● **Set tasks**
[1] Decide whether each statement agrees with the STAT 331/531 course slides, answering yes or no and quoting the deciding words: (a) Email is meant for questions that relate to a student as an individual. (b) Students will join Discord and introduce themselves after Thursday. (c) Biking around SLO county is among the instructor's current favorite things.
[2] Write the next part of the STAT 331/531 course slides, starting after their last line.

Intro to STAT 331/531 + Intro to R

Tuesday, April 1

Today we will…

  • Welcome to Stat 331/531: Statistical Computing in R
  • Intro to Me + You + the course
  • “Unplugged” Warm-up
  • Intro to R + RStudio
  • Organization
  • R Basics & Troubleshooting
  • PA 1: Find the Mistakes

Introductions

Me!

Hi, I’m Dr. C!

  • I am a transplant to the west coast.

  • My favorite things right now are cooking, knitting, and biking around SLO county.

  • I genuinely love R.

You!

I am looking forward to reading your introductions on Discord!

  • Please read the intros of your classmates so you can discover who you will be learning with this quarter.

Syllabus

Communication

  • ✉️ email
    • with your @calpoly.edu email address
    • with questions that relate to you as an individual
  • 💬 Discord
    • any and all questions!!
    • you will join and introduce yourself before Thursday
  • 🏢 office hours
    • come and discuss anything during my scheduled hours!

● **Material supplied**

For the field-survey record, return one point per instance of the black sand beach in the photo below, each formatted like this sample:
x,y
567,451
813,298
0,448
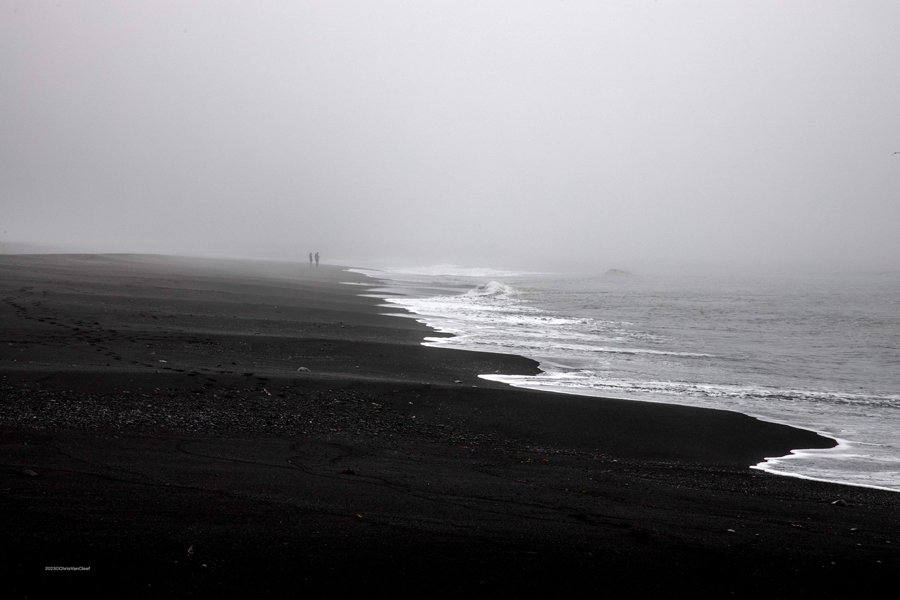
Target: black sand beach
x,y
199,428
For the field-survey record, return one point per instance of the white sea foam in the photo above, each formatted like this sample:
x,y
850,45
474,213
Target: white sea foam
x,y
782,355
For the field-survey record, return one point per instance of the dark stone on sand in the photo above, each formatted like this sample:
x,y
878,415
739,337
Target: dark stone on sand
x,y
489,492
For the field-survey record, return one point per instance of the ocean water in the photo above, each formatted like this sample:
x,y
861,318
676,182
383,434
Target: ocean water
x,y
819,352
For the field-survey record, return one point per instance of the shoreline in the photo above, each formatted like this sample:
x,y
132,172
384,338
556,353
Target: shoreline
x,y
768,465
203,425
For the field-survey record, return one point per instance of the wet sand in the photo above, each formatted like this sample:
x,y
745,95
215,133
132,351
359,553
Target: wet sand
x,y
184,427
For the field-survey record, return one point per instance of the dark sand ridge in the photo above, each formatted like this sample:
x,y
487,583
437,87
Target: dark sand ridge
x,y
191,427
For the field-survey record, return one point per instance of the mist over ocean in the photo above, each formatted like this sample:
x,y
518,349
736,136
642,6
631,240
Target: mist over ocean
x,y
820,352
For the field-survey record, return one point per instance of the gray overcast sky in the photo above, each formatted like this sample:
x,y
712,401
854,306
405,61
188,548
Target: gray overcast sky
x,y
506,134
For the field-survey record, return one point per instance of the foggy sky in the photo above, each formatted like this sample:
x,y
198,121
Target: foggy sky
x,y
506,134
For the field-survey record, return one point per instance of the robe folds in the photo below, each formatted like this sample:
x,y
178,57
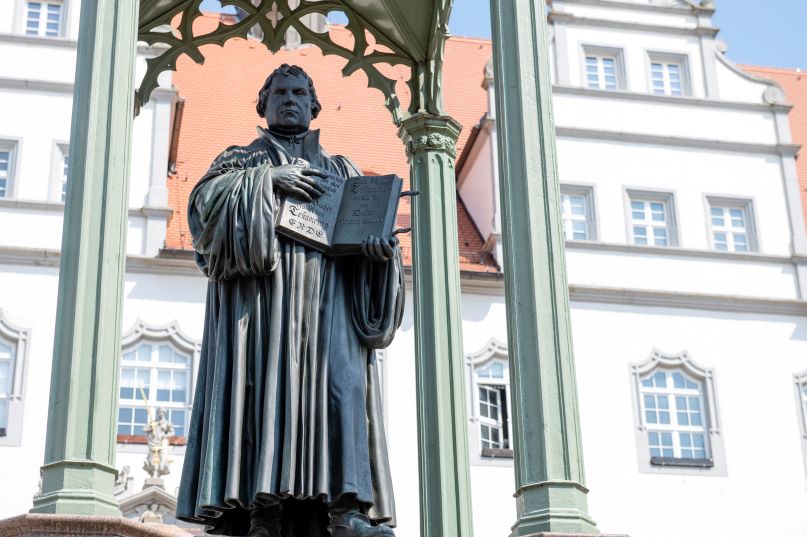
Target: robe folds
x,y
287,401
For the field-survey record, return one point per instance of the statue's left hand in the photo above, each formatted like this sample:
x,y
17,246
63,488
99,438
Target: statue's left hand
x,y
378,249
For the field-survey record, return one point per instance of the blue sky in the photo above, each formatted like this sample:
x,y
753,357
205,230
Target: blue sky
x,y
758,32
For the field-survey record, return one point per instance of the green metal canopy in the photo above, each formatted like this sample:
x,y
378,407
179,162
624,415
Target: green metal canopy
x,y
412,31
79,472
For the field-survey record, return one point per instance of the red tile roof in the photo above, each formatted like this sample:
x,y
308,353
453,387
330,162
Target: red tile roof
x,y
794,83
220,111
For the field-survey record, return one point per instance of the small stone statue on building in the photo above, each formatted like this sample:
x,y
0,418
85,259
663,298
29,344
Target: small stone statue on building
x,y
152,515
159,430
287,436
122,481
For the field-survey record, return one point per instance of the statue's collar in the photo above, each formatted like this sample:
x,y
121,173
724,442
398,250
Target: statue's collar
x,y
304,145
310,138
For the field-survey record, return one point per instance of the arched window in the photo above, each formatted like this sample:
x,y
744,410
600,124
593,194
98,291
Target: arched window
x,y
490,400
13,353
156,372
676,413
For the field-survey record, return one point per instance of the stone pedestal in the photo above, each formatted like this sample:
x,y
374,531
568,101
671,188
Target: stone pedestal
x,y
43,525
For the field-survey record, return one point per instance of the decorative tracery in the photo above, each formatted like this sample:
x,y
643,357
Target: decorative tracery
x,y
169,25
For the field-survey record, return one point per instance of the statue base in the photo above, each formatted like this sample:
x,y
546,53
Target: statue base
x,y
154,482
42,525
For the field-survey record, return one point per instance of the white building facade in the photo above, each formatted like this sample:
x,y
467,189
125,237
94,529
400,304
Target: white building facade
x,y
686,253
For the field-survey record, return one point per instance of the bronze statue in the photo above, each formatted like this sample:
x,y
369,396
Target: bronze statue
x,y
286,434
158,432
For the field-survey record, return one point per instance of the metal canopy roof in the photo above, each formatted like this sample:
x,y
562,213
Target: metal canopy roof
x,y
414,31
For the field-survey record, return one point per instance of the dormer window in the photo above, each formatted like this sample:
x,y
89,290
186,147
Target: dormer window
x,y
44,19
603,68
669,75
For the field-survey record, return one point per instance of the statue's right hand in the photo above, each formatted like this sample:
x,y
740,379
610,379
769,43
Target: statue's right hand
x,y
298,181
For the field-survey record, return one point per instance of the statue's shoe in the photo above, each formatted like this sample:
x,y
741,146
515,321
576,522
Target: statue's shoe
x,y
355,524
265,521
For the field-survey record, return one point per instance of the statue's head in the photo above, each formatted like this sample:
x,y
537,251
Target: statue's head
x,y
288,100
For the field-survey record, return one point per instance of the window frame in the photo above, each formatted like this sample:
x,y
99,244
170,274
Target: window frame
x,y
746,204
493,351
681,59
172,335
800,384
705,376
17,338
61,150
13,146
63,18
650,195
587,191
617,53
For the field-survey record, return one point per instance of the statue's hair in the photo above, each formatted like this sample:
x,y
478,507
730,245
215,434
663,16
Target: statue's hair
x,y
287,70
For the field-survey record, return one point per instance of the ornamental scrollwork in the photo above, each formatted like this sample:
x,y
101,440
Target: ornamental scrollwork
x,y
431,141
170,31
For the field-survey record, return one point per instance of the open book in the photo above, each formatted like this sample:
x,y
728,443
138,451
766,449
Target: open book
x,y
348,212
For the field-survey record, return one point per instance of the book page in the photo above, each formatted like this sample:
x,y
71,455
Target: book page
x,y
366,209
313,222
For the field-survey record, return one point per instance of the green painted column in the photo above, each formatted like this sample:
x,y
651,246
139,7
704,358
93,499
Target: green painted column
x,y
550,486
79,473
445,499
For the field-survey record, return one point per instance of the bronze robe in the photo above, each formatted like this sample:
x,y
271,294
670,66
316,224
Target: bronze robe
x,y
287,400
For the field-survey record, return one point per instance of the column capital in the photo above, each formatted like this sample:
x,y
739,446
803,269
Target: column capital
x,y
423,132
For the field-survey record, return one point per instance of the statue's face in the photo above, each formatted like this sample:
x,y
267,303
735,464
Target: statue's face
x,y
288,108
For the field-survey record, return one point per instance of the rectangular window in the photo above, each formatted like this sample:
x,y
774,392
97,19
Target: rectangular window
x,y
44,18
6,385
62,167
652,220
491,389
673,410
731,226
7,157
669,75
156,376
601,72
577,212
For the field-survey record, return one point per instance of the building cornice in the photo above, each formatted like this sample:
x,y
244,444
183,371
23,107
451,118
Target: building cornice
x,y
36,85
56,207
22,39
669,99
678,141
689,9
557,17
60,87
61,42
486,284
671,252
698,301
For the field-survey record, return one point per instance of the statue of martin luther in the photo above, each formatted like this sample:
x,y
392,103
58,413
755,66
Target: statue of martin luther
x,y
286,434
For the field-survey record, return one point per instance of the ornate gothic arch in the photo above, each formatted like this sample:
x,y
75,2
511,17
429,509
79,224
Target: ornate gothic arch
x,y
168,26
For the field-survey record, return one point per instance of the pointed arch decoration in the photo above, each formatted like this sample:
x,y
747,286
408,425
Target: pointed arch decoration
x,y
168,26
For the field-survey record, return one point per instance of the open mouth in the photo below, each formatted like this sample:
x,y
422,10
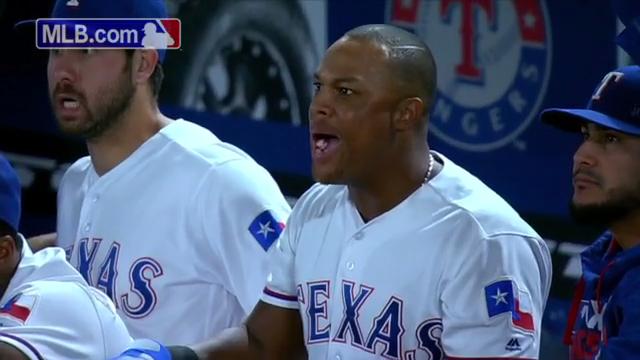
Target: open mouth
x,y
323,143
67,102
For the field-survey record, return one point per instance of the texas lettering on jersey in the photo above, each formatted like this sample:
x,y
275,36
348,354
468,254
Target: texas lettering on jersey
x,y
141,299
384,336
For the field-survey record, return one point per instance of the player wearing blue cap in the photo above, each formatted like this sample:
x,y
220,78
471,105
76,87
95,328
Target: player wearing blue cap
x,y
603,322
47,310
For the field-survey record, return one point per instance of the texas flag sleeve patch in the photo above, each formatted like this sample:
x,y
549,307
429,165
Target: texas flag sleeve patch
x,y
266,229
18,308
502,297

● **Set of answers**
[1]
(a) Yes: "with questions that relate to you as an individual"
(b) No: "you will join and introduce yourself before Thursday"
(c) Yes: "My favorite things right now are cooking, knitting, and biking around SLO county."

[2]
    • reach out to schedule other times

Course Materials

  • 🏫 Canvas
    • everything will be linked or posted on Canvas!
    • refer to Canvas for current deadilnes & announcements
  • 📕 “textbook”
    • online course notes
    • includes videos & tutorials
  • 🖥️ materials website
    • slides, labs, and practice activities are organized
    • this is for convenience, but everything will also be linked in Canvas

Assessments - Formative

  • Check-In’s (5%)
    • “check” that you are prepared for the week
    • based on reading from the textbook
  • Practice Activities (10%)
    • first attempt at new skills
    • get the hang of the week’s R skills
  • Lab Activities (30%)
    • “homework”

Work with other’s!

You should work with other’s on all assignments! The final work you submit for a Lab should be your own.

Assessments - Evaluative

  • Exams
    • Midterm Exam (15%)
    • Final Exam (25%)
  • Final project (15%)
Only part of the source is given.